Task instructions - The response must consist of every record, restated word for word.

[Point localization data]

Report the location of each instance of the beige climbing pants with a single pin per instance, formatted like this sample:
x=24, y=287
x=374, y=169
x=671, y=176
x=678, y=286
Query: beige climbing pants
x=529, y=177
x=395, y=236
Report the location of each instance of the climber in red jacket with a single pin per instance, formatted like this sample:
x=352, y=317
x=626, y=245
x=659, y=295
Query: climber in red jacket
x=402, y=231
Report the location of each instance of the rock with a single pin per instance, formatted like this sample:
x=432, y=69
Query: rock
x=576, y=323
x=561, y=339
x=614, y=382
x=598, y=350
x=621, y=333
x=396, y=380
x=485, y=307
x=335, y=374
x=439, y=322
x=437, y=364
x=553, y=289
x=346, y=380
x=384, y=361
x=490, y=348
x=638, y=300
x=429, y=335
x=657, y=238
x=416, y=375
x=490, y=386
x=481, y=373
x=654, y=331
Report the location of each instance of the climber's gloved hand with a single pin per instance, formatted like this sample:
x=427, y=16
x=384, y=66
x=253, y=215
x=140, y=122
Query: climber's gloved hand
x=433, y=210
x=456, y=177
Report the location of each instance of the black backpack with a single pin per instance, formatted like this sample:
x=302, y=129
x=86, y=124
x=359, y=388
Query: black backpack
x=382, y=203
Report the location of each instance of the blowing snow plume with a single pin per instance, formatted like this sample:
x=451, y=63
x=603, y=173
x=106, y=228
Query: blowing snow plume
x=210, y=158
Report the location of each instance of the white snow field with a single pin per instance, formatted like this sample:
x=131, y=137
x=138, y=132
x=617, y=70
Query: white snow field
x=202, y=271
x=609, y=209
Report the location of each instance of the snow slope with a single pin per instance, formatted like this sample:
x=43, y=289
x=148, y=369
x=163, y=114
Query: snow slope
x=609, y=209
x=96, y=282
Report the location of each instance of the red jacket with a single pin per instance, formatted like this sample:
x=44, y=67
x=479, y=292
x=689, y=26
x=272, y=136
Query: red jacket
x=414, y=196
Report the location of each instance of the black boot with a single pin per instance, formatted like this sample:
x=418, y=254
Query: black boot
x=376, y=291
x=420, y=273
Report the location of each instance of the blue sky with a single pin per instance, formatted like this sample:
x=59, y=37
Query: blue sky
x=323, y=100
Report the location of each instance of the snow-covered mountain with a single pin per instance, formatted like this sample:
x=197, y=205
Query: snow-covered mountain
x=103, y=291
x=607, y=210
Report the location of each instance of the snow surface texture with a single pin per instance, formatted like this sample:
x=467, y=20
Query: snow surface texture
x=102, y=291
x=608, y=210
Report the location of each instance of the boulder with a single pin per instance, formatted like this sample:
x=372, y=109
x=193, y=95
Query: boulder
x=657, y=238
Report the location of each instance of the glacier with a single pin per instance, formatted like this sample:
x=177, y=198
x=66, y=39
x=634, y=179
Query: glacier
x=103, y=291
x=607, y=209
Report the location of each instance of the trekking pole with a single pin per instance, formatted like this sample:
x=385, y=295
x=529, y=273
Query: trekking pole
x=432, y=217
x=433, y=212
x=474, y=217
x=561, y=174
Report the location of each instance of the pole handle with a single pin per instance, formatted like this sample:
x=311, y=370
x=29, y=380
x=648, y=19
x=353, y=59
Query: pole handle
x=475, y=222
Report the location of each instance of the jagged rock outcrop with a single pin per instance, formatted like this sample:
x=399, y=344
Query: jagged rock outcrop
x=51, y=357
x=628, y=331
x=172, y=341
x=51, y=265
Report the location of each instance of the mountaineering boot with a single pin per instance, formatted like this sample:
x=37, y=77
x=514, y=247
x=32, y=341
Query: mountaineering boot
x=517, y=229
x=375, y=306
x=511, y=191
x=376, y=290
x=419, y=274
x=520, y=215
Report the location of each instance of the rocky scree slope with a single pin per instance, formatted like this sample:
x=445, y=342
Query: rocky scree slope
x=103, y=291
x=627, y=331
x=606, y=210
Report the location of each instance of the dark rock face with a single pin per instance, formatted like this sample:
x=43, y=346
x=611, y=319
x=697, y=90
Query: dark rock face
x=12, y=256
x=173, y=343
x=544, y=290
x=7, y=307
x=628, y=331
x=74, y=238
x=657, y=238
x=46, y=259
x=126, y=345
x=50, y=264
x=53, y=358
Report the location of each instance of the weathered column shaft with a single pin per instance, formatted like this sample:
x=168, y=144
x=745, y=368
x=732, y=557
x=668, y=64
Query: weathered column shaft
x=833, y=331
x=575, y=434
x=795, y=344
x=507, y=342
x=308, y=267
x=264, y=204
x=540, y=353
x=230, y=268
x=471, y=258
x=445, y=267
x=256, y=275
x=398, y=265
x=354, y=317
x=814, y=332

Answer to this task -
Report the location of each instance of the beige climbing pants with a single pin per instance, formatted like this sample:
x=24, y=287
x=374, y=169
x=671, y=176
x=678, y=286
Query: beige climbing pants
x=529, y=177
x=395, y=236
Report the location of each instance of the climber in red jacket with a single pin per instance, formatted like this sample:
x=352, y=317
x=626, y=245
x=659, y=295
Query: climber in red jacket
x=402, y=231
Report the location of each instance of the rock with a single pin per instance, formatted like this sample:
x=432, y=69
Query: rock
x=576, y=323
x=561, y=339
x=614, y=382
x=598, y=350
x=621, y=333
x=396, y=380
x=485, y=307
x=335, y=374
x=439, y=322
x=437, y=364
x=553, y=289
x=346, y=380
x=384, y=361
x=490, y=348
x=638, y=300
x=429, y=335
x=657, y=238
x=416, y=375
x=490, y=386
x=481, y=373
x=654, y=331
Report the location of each instance of the climber's gloved hand with a single pin per instance, formatted like this sample:
x=427, y=16
x=384, y=66
x=253, y=215
x=140, y=122
Query: climber's gloved hand
x=433, y=210
x=456, y=177
Report the location of each instance of the black backpack with a single pin per instance, formatted like this sample:
x=302, y=129
x=86, y=124
x=359, y=388
Query: black backpack
x=382, y=203
Report the location of each instance of the blowing snow plume with a single pin per instance, formatted like this sample:
x=451, y=63
x=603, y=173
x=106, y=228
Query: blowing snow plume
x=210, y=158
Report the location of each instance of the white snow field with a single pin per instance, formatted like this sample:
x=131, y=137
x=138, y=132
x=617, y=70
Query: white snow field
x=202, y=271
x=609, y=209
Report the location of each instance of the snow slope with a single pin per instance, formatted like this sample:
x=43, y=289
x=148, y=369
x=163, y=114
Query: snow slope
x=609, y=209
x=96, y=282
Report the location of each instance of the red jacket with a single pin per instance, formatted like this sample:
x=44, y=67
x=479, y=292
x=689, y=26
x=272, y=136
Query: red jacket
x=414, y=196
Report the location of each instance of the black boot with a single pin per instance, formatted like this sample:
x=418, y=254
Query: black boot
x=376, y=291
x=420, y=273
Report the location of each instance of the blue sky with a single pin per instance, formatted like this sample:
x=59, y=37
Query: blue sky
x=323, y=100
Report the location of each instance of the snow-covered mountain with a single pin per instance, formatted like this sample:
x=197, y=205
Query: snow-covered mountain
x=103, y=291
x=607, y=210
Report the location of each instance of the snow surface texture with a single pin per instance, formatted like this sample:
x=467, y=20
Query: snow surface texture
x=102, y=291
x=608, y=210
Report the location of each instance of the boulder with a single pin per instance, formatted like this sample:
x=372, y=109
x=193, y=95
Query: boulder
x=657, y=238
Report the location of each instance of the glacier with a single pin per instance, formatted like this sample:
x=177, y=198
x=66, y=39
x=634, y=179
Query: glacier
x=103, y=291
x=607, y=209
Report the location of each instance of the trekking pole with a single pin per instance, formatted like this sample:
x=385, y=295
x=529, y=273
Query: trekking pole
x=432, y=217
x=433, y=212
x=474, y=217
x=561, y=174
Report the location of each instance of the pole handle with a single pin per instance, formatted like this sample:
x=311, y=370
x=29, y=380
x=648, y=19
x=353, y=59
Query: pole handle
x=475, y=222
Report the location of each instance of the jagged rock outcrop with a single pin per instance, formatted like this sample:
x=399, y=344
Query: jagged rock outcrop
x=51, y=357
x=628, y=331
x=172, y=341
x=51, y=265
Report the location of each instance of the mountaineering boot with a single pin per instance, formatted like this sample:
x=37, y=77
x=514, y=247
x=32, y=341
Query: mountaineering boot
x=517, y=229
x=375, y=306
x=511, y=191
x=376, y=290
x=419, y=274
x=520, y=215
Report the location of each instance of the rocky scree slope with a single pin per instance, formatted like this sample:
x=445, y=342
Query: rocky scree slope
x=103, y=291
x=627, y=331
x=606, y=210
Report the location of each instance of the dark rock face with a single pin per instance, formatted like this sample:
x=43, y=346
x=611, y=319
x=697, y=90
Query: dark rock face
x=12, y=256
x=173, y=343
x=544, y=290
x=7, y=307
x=628, y=331
x=74, y=238
x=657, y=238
x=46, y=259
x=126, y=345
x=50, y=264
x=53, y=358
Report the location of each instance of the weathered column shaft with a single pin per instance, formatted like this sample:
x=168, y=144
x=745, y=368
x=732, y=557
x=668, y=64
Query: weathered column shaft
x=833, y=331
x=575, y=434
x=795, y=344
x=507, y=342
x=308, y=267
x=264, y=204
x=540, y=353
x=230, y=268
x=471, y=258
x=445, y=267
x=256, y=275
x=398, y=265
x=354, y=317
x=814, y=332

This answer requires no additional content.